Assignment: Write the entries out exactly, with the final line being the one containing "396L201 394L198 370L194".
─── Material for the task
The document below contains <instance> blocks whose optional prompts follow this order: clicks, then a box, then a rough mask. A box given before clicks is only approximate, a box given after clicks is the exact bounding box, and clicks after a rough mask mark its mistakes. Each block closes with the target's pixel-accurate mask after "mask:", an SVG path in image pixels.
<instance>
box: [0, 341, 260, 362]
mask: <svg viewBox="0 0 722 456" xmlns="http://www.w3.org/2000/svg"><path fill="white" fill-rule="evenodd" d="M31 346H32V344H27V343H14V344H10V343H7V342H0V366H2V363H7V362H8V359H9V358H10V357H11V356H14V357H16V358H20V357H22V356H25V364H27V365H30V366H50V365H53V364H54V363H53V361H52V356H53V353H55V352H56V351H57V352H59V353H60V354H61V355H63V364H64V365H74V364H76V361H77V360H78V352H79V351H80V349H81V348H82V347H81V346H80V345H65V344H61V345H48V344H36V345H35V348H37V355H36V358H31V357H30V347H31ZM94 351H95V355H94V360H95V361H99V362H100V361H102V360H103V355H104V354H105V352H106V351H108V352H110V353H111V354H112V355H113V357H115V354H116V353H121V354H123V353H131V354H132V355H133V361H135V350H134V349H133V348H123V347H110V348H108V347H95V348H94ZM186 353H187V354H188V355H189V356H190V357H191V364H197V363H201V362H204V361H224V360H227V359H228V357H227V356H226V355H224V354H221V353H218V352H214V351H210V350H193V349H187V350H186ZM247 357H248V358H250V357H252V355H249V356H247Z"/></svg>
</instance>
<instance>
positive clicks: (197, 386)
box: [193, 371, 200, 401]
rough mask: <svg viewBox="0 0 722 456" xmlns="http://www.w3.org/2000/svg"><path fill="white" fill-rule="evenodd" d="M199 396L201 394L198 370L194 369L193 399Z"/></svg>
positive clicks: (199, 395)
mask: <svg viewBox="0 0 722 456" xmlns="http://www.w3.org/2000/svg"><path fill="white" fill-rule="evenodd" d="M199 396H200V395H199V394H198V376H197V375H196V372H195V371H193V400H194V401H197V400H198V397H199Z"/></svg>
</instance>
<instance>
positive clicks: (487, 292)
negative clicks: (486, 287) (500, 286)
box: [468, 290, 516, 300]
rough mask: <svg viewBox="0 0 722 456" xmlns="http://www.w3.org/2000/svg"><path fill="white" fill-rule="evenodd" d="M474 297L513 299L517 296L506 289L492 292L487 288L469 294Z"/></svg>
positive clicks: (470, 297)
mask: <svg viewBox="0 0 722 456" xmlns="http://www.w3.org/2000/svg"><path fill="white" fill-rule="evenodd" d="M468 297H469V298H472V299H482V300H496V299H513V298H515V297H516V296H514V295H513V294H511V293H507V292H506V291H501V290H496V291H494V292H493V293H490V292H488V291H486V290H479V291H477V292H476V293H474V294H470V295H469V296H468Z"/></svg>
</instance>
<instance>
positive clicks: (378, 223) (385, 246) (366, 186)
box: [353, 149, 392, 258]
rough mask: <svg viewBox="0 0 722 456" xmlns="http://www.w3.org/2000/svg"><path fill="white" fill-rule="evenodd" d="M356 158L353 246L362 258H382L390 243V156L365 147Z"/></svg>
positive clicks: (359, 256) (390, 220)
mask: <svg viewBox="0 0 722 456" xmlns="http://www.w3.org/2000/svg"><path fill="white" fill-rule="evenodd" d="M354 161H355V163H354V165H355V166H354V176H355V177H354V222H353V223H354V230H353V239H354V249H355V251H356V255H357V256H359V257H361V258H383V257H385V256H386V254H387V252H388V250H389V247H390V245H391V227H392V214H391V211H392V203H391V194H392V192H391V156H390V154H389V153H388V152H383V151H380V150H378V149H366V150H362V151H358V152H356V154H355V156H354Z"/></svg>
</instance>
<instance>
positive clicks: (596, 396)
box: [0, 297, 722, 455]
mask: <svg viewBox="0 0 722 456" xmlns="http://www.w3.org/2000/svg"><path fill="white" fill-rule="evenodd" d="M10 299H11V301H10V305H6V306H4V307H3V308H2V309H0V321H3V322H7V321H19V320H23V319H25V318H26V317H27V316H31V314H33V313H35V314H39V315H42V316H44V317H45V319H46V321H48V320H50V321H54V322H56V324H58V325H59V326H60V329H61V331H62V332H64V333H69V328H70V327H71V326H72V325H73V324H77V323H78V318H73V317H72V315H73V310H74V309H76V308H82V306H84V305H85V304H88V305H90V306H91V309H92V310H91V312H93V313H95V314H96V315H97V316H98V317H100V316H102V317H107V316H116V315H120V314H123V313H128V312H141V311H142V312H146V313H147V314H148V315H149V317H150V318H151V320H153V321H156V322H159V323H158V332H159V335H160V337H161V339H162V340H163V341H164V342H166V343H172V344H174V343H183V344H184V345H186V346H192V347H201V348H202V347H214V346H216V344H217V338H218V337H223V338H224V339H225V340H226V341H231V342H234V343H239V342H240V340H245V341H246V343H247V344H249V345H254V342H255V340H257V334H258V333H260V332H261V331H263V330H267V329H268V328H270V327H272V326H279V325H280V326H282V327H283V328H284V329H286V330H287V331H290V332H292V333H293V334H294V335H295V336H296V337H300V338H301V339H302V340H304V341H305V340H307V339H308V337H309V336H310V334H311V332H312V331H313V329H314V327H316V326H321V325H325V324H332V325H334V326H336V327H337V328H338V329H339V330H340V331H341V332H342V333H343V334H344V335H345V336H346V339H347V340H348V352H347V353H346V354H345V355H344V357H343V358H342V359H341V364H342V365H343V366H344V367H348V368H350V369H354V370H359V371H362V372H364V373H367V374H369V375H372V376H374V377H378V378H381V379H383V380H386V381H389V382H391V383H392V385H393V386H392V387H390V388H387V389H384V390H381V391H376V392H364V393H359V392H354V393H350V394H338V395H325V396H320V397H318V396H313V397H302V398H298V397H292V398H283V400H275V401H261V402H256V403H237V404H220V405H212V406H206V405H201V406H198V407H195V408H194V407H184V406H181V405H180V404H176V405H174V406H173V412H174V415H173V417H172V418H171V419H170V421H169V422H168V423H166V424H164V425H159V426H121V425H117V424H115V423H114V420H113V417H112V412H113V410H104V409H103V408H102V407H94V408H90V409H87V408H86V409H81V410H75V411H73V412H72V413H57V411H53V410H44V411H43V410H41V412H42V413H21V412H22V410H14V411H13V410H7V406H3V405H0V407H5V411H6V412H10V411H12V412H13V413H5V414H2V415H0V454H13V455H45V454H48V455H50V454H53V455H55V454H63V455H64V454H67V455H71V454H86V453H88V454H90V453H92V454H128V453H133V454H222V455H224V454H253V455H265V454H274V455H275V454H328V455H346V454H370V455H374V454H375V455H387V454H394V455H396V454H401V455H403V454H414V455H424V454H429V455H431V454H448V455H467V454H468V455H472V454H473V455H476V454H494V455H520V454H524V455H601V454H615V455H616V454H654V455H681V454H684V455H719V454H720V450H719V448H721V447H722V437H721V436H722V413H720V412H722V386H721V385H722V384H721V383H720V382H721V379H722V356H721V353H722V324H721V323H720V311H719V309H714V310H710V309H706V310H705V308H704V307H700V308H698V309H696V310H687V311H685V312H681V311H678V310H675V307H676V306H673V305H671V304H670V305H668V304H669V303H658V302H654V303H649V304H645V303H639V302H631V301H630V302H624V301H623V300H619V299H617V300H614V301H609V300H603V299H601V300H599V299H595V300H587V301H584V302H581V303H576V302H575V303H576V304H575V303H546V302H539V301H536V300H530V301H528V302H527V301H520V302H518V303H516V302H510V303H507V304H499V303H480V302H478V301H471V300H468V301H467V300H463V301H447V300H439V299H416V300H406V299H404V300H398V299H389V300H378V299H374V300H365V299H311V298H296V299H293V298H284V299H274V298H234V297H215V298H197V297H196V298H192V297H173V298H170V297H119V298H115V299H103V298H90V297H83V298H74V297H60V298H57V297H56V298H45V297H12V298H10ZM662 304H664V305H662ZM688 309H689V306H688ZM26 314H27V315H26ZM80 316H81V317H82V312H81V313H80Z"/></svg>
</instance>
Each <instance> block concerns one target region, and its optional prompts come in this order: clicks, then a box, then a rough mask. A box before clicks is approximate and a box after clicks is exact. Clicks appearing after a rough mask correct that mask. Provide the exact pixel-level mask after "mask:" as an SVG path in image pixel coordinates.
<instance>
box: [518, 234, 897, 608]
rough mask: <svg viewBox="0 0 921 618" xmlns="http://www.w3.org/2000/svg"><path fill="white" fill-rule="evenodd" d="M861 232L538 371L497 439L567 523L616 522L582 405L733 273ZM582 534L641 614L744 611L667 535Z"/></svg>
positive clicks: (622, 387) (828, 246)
──────
Answer to this task:
The document below contains <instance> blocks whose optional prompts follow this order: clicks, then a box, then a rough mask. A box given before clicks is only approximate, a box given after clicks is the exact bounding box, and clicks after a rough mask mark its mistakes. Each block closes with the target's pixel-accurate mask after "mask:", an SVG path in image pixels.
<instance>
box: [0, 341, 260, 362]
mask: <svg viewBox="0 0 722 456" xmlns="http://www.w3.org/2000/svg"><path fill="white" fill-rule="evenodd" d="M31 346H32V344H27V343H14V344H10V343H7V342H0V366H2V363H7V362H8V359H9V358H10V357H11V356H14V357H16V358H20V357H22V356H25V364H27V365H30V366H50V365H53V364H54V363H53V361H52V356H53V353H55V352H56V351H57V352H59V353H60V354H61V355H63V364H64V365H74V364H76V361H77V360H78V352H79V351H80V349H81V348H82V347H81V346H80V345H65V344H61V345H48V344H36V345H35V348H37V355H36V358H31V357H30V347H31ZM94 351H95V355H94V360H95V361H99V362H100V361H102V360H103V355H104V354H105V352H106V351H108V352H110V353H111V354H112V355H113V357H115V354H116V353H121V354H123V353H131V354H132V355H133V361H135V350H134V349H133V348H123V347H110V348H108V347H95V348H94ZM186 353H187V354H188V355H189V356H190V357H191V364H197V363H201V362H204V361H224V360H227V359H228V357H227V356H226V355H224V354H221V353H218V352H214V351H210V350H193V349H187V350H186ZM247 357H248V358H250V357H252V355H249V356H247Z"/></svg>
</instance>
<instance>
positive clicks: (197, 386)
box: [193, 371, 200, 401]
rough mask: <svg viewBox="0 0 722 456" xmlns="http://www.w3.org/2000/svg"><path fill="white" fill-rule="evenodd" d="M199 396L201 394L198 370L194 369L193 399Z"/></svg>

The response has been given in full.